== DOCUMENT EXCERPT ==

---*---

It is rather sad to see how Sabbath affiliated themselves with the 'metal genre' as they were essentially a highly original quartet who mixed blue, jazz, Beatles and Cream with Hammer Horror. They didn't know what the heck they were doing but it was original what they were doing. And then suddenly American '80s and '90s metal wankers went, ''yes, you influenced'', and they decided they were metal all along.

The early Ozzy albums have this experimental quality, borne from the '60s and the bluesmiths with big Lennon melodies. They are actually good albums, not like most spotty metal wank.

That's because Ozzy picked excellent bandmates. A powerful rhythm section of Bob Daisley and Lee Kerslake and the great Randy Rhoads on guitar. And of course Don Airey played the keyboards. Rhoads was the centerpiece though. After his untimely death the quality of Ozzy's music went south. Everyone considers No More Tears as his comeback album, but the artsy prog sections brought it down. He will never make anything as great as Blizzard of Ozz or Diary of a Madman again.

---*---

== REQUIRED ACTION A ==
Extract, unchanged, the part of the listing that opens with its first line and closes with the line containing "box: [2, 1, 91, 42]".
The commentary on Black Sabbath and Ozzy Osbourne and the listing that follows are unrelated material.

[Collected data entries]

---*---

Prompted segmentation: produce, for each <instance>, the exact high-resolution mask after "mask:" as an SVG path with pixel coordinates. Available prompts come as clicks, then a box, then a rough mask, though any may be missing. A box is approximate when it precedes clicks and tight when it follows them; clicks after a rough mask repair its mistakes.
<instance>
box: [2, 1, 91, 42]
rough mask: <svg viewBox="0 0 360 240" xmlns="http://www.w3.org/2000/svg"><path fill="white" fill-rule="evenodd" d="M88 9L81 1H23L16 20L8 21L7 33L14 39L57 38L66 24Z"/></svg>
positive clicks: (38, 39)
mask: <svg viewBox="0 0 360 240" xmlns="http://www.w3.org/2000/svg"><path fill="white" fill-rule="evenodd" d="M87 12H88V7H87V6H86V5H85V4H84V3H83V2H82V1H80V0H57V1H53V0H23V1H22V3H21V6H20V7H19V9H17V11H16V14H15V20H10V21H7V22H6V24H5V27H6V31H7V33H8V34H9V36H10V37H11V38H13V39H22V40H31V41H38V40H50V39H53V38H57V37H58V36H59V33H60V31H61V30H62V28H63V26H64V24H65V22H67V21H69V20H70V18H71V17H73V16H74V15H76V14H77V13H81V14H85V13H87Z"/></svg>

---*---

== REQUIRED ACTION B ==
Extend the commentary on Black Sabbath and Ozzy Osbourne beyond its final sentence.

== ANSWER SPACE A ==
Prompted segmentation: produce, for each <instance>, the exact high-resolution mask after "mask:" as an SVG path with pixel coordinates. Available prompts come as clicks, then a box, then a rough mask, though any may be missing. A box is approximate when it precedes clicks and tight when it follows them; clicks after a rough mask repair its mistakes.
<instance>
box: [2, 1, 91, 42]

== ANSWER SPACE B ==
 

The 80's did see a return of good old Blues Rock with Stevie Ray Vaughan and Double Trouble but his death in 1990 brought it to an end. 1991 seems to be the year where rock and roll started to wind down. There were some good acts that followed, but the era of hip hop, boy bands and whatever crap they call it nowadays had started. Its biggest rival now? Country music.